> **PROMPT**: Take the lines from the one containing "Query: white plant pot" through the final line below and restate them exactly. Omit the pictures.

(Phrase grounding data)
^^^^^^^^
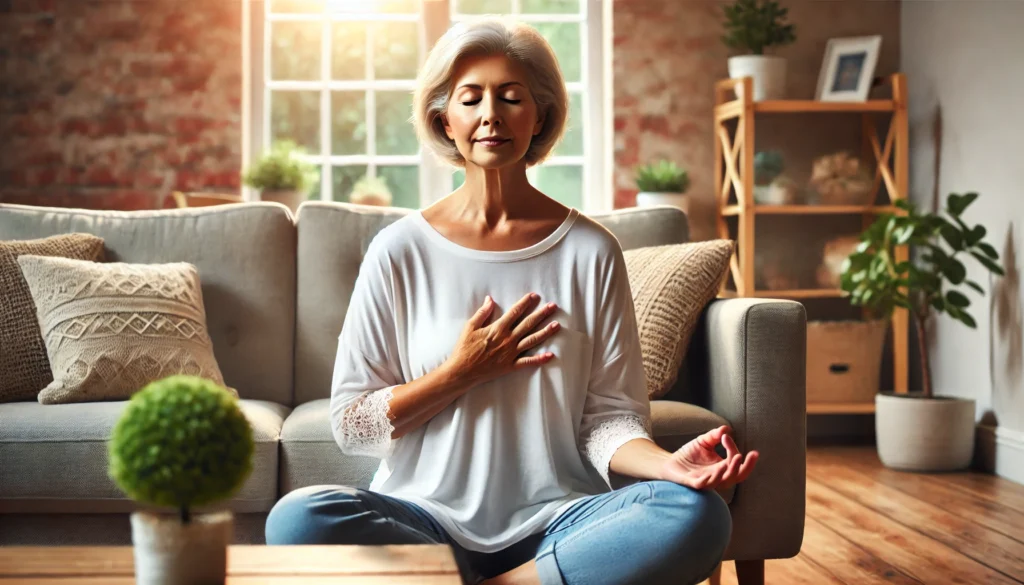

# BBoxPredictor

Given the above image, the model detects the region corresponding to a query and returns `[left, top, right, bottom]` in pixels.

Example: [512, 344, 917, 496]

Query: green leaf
[941, 257, 967, 284]
[971, 251, 1006, 276]
[958, 310, 978, 328]
[946, 290, 970, 307]
[895, 225, 916, 244]
[894, 261, 911, 274]
[966, 225, 987, 247]
[977, 242, 999, 260]
[966, 280, 985, 294]
[947, 192, 978, 216]
[940, 224, 963, 250]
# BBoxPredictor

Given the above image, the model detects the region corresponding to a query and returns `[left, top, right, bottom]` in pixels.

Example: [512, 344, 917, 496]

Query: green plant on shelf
[635, 160, 690, 193]
[241, 140, 319, 193]
[839, 193, 1004, 398]
[108, 375, 254, 524]
[721, 0, 796, 55]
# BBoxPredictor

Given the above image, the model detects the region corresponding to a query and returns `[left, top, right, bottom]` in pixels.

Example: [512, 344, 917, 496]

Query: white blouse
[329, 207, 653, 553]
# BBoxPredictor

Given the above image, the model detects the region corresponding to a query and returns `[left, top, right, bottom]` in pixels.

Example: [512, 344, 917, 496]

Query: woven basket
[806, 319, 888, 404]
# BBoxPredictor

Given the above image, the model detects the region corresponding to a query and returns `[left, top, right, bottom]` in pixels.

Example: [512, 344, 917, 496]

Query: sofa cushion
[0, 203, 296, 405]
[0, 233, 106, 403]
[624, 241, 734, 399]
[17, 255, 230, 405]
[0, 399, 289, 514]
[279, 399, 382, 494]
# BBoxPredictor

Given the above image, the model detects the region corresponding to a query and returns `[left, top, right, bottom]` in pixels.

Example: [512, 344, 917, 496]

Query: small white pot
[131, 510, 233, 585]
[728, 55, 787, 101]
[636, 192, 689, 215]
[875, 393, 976, 472]
[260, 189, 304, 214]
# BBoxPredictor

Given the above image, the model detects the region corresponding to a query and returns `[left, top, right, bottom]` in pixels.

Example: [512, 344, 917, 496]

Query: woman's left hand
[659, 425, 759, 491]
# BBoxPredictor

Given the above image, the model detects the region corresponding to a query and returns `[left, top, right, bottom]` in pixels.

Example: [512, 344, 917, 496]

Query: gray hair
[412, 19, 569, 167]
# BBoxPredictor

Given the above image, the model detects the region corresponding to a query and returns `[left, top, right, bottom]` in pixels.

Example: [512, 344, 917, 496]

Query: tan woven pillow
[0, 234, 106, 403]
[15, 255, 233, 404]
[624, 240, 734, 399]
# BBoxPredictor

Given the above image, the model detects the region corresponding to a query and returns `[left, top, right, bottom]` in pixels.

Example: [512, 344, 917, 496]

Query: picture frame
[815, 35, 883, 102]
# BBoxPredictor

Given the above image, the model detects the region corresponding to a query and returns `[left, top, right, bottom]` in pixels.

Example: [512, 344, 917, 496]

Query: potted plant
[241, 140, 319, 214]
[840, 192, 1004, 471]
[721, 0, 796, 101]
[109, 375, 254, 585]
[349, 174, 393, 207]
[634, 160, 691, 215]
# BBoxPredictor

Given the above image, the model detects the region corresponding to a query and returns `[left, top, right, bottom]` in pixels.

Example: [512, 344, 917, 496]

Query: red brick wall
[0, 0, 241, 210]
[613, 0, 901, 240]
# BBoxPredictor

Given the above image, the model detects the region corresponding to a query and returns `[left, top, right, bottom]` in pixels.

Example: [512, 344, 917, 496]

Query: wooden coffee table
[0, 545, 461, 584]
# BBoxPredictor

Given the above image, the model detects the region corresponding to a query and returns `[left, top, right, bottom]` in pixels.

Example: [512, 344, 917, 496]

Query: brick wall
[0, 0, 241, 210]
[613, 0, 901, 239]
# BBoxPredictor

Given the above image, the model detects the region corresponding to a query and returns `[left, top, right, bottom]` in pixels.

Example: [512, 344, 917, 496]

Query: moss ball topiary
[109, 375, 254, 519]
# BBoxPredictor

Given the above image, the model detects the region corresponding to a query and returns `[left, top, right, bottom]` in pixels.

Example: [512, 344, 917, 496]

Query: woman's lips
[475, 138, 510, 147]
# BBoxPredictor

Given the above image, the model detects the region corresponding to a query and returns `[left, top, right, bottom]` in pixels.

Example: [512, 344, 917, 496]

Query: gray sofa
[0, 201, 806, 572]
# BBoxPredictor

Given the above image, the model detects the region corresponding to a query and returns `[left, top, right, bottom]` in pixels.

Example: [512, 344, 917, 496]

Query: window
[244, 0, 609, 211]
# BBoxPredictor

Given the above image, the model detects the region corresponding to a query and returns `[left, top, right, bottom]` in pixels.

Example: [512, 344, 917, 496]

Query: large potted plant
[109, 375, 254, 585]
[634, 160, 691, 215]
[840, 193, 1004, 471]
[721, 0, 796, 101]
[241, 140, 319, 214]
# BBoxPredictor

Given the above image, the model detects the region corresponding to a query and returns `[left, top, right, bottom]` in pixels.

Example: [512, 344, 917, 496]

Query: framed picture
[815, 35, 883, 102]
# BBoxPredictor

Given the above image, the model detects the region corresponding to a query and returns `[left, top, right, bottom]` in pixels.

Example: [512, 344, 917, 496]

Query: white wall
[902, 0, 1024, 479]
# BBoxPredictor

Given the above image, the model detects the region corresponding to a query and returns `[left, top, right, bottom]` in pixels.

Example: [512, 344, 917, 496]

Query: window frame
[242, 0, 611, 212]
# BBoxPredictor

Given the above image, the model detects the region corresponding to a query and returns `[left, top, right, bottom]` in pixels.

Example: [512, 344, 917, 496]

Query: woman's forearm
[608, 438, 672, 481]
[387, 362, 473, 439]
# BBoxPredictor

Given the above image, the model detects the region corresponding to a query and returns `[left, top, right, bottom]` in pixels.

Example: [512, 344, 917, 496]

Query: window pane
[331, 92, 366, 155]
[331, 22, 366, 80]
[379, 166, 419, 208]
[378, 0, 418, 14]
[376, 92, 417, 155]
[452, 169, 465, 190]
[271, 0, 323, 14]
[328, 0, 416, 12]
[271, 22, 321, 81]
[534, 23, 580, 82]
[555, 92, 583, 156]
[530, 164, 582, 208]
[271, 90, 321, 152]
[521, 0, 579, 14]
[372, 22, 418, 79]
[455, 0, 511, 14]
[306, 165, 327, 201]
[331, 165, 369, 202]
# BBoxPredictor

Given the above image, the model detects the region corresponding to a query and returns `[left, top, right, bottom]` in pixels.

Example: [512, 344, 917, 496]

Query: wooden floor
[706, 446, 1024, 585]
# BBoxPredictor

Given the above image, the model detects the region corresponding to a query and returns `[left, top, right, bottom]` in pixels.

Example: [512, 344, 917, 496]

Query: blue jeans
[265, 480, 731, 585]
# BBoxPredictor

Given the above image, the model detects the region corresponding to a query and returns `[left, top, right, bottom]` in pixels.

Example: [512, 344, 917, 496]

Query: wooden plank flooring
[705, 446, 1024, 585]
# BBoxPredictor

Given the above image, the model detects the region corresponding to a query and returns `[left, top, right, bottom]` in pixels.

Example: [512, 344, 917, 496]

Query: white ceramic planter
[728, 55, 787, 101]
[636, 192, 689, 215]
[260, 189, 303, 214]
[131, 511, 233, 585]
[875, 393, 976, 471]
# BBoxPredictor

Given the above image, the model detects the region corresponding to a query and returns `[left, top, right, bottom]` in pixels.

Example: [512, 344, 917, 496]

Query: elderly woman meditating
[265, 18, 758, 585]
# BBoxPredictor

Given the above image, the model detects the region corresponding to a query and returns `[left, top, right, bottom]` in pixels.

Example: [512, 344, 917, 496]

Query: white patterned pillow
[15, 255, 233, 404]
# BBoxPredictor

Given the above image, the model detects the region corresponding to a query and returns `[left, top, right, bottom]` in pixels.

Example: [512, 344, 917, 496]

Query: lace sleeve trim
[580, 414, 653, 487]
[338, 387, 395, 459]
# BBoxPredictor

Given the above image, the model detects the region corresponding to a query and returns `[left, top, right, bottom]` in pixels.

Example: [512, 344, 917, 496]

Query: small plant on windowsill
[721, 0, 796, 101]
[635, 160, 691, 215]
[349, 174, 393, 207]
[241, 140, 320, 214]
[839, 192, 1004, 472]
[109, 375, 254, 585]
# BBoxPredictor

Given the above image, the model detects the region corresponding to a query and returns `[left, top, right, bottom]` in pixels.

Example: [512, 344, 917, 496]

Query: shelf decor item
[241, 140, 320, 214]
[807, 151, 873, 206]
[840, 192, 1005, 471]
[634, 160, 691, 214]
[721, 0, 796, 101]
[806, 319, 888, 405]
[109, 375, 254, 585]
[815, 35, 883, 102]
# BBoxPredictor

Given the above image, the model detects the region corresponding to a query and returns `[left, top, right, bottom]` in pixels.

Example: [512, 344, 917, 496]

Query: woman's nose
[481, 97, 502, 127]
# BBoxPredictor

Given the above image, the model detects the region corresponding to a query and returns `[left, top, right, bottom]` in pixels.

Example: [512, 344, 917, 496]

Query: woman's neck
[454, 161, 542, 223]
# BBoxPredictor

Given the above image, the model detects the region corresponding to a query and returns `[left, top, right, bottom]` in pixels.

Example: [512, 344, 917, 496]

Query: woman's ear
[533, 113, 545, 137]
[442, 113, 454, 141]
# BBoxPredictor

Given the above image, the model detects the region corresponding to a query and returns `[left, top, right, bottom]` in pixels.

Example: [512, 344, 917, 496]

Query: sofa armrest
[691, 297, 807, 561]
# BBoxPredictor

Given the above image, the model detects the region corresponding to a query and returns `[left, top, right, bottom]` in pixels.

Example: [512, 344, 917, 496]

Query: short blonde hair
[413, 19, 569, 167]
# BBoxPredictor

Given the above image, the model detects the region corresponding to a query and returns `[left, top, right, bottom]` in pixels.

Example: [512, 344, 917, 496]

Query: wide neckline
[411, 207, 579, 263]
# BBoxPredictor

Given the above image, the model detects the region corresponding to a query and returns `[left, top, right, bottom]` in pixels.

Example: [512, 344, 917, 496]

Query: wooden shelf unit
[713, 73, 910, 415]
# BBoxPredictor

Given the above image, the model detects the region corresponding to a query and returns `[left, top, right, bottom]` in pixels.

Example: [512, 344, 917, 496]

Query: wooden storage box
[806, 320, 887, 403]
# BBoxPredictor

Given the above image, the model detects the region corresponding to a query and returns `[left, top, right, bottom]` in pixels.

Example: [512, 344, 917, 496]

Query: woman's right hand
[443, 293, 561, 389]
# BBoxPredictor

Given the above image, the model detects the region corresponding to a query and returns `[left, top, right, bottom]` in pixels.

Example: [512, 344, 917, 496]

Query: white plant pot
[728, 55, 787, 101]
[131, 511, 233, 585]
[260, 189, 303, 214]
[875, 393, 976, 472]
[636, 192, 689, 216]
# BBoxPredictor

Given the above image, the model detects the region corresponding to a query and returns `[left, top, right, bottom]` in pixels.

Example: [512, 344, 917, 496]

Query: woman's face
[443, 53, 544, 170]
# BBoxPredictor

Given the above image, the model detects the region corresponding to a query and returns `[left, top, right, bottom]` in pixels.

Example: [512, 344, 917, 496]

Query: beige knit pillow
[624, 240, 734, 399]
[15, 255, 233, 404]
[0, 233, 106, 403]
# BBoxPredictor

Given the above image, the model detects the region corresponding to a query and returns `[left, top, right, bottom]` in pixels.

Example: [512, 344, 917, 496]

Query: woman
[266, 18, 758, 585]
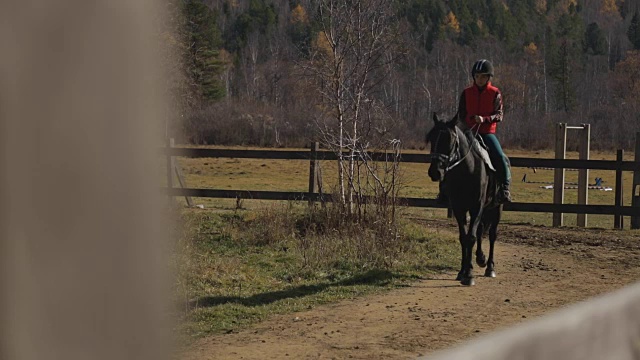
^^^^^^^^
> **ANSWER SECTION**:
Query: white plant pot
[728, 55, 787, 101]
[131, 511, 233, 585]
[260, 189, 303, 214]
[875, 393, 976, 472]
[636, 192, 689, 216]
# BBoxPredictor

Given the above image, the model detects the region corresponding to a query and returns `[left, top, right, bottom]` in pixels.

Example: [512, 344, 917, 496]

Query: woman's face
[443, 53, 544, 170]
# BBoxPredictor

Given the above image, the model detects the region corresponding to a query and returns `[left, top, right, bottom]` in pixels.

Example: [512, 344, 917, 496]

Query: beige knit pillow
[624, 240, 734, 399]
[15, 255, 233, 404]
[0, 233, 106, 403]
# BBoxPredictor

Given the above image, the model detects the region corresponding to a query and returns `[left, top, right, bottom]` in pixels.

Example: [512, 344, 917, 496]

Query: woman
[266, 18, 758, 585]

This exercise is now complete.